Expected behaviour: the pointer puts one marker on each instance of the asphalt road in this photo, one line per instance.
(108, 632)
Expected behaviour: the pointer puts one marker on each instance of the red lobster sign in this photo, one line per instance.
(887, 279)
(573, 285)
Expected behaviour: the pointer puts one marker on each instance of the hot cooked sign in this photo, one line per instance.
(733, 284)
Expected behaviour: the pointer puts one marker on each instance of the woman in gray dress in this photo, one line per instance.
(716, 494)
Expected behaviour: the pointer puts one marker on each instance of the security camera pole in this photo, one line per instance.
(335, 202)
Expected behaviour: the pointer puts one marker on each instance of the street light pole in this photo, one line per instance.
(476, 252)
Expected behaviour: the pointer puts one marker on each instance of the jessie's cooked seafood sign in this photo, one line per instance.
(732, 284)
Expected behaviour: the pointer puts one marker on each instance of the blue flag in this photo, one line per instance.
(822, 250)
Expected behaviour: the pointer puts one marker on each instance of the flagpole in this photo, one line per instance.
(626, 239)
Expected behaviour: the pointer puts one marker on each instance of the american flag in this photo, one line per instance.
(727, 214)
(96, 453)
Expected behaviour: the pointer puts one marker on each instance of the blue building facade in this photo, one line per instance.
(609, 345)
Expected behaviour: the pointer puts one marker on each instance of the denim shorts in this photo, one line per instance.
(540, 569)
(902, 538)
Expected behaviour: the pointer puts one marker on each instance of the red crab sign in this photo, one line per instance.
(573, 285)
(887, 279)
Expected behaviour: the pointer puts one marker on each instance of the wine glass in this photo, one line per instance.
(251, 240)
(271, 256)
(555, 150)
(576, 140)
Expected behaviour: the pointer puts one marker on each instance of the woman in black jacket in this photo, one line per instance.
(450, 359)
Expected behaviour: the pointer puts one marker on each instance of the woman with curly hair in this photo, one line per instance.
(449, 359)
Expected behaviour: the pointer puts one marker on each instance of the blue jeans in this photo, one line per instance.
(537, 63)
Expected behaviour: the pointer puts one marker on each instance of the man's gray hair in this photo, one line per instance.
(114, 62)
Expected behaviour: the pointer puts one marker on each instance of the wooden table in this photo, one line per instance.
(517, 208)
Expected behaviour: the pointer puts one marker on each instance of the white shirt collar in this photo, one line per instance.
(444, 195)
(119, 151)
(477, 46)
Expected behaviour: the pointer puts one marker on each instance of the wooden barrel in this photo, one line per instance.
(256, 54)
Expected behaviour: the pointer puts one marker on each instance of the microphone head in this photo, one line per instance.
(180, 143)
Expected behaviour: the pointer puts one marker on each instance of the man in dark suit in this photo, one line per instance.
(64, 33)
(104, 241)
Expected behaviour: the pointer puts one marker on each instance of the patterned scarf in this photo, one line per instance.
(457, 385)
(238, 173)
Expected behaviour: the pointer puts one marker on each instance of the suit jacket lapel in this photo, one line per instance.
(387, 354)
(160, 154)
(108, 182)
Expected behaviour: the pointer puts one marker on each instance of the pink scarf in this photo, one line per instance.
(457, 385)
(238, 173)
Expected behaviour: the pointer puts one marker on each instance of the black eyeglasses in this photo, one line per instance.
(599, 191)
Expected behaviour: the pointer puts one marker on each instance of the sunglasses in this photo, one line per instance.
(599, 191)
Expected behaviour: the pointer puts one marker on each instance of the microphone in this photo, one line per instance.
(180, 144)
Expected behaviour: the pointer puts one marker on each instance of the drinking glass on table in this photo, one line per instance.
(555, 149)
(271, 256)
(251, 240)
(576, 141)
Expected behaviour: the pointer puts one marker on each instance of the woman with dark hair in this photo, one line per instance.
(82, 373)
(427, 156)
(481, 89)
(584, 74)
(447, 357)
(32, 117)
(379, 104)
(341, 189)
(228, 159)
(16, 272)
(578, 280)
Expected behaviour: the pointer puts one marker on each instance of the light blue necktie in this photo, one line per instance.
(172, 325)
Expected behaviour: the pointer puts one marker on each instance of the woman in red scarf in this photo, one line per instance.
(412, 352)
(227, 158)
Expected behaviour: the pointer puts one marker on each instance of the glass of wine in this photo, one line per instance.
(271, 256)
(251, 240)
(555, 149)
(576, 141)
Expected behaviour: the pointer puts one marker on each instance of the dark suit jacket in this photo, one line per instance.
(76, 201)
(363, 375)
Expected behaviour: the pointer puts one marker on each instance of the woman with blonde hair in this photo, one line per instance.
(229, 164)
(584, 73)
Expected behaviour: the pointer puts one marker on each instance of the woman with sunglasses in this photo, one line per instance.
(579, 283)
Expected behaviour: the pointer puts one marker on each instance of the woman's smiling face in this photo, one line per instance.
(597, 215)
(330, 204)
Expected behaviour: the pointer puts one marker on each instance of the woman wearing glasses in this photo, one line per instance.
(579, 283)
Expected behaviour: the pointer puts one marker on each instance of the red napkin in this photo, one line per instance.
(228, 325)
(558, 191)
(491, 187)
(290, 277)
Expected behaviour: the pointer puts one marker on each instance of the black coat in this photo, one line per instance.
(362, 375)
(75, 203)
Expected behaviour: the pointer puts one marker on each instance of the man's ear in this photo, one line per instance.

[Stated problem]: Rewrite the records from the line containing "napkin in this photo, one line per instance." through the end of the records, keeping the requests, and offset every coordinate in the answers by adding 135.

[Output for this exercise]:
Expected behaviour: the pointer puts one marker on each instance of the red napkin in this photo, one line per instance.
(363, 460)
(693, 326)
(626, 322)
(425, 412)
Expected behaviour: the pointer puts one marker on each instance of the black coat in this photo, one line per instance.
(497, 510)
(210, 338)
Expected behaviour: the pointer puts one marker on each instance of the man's ear in this photo, one line per instance.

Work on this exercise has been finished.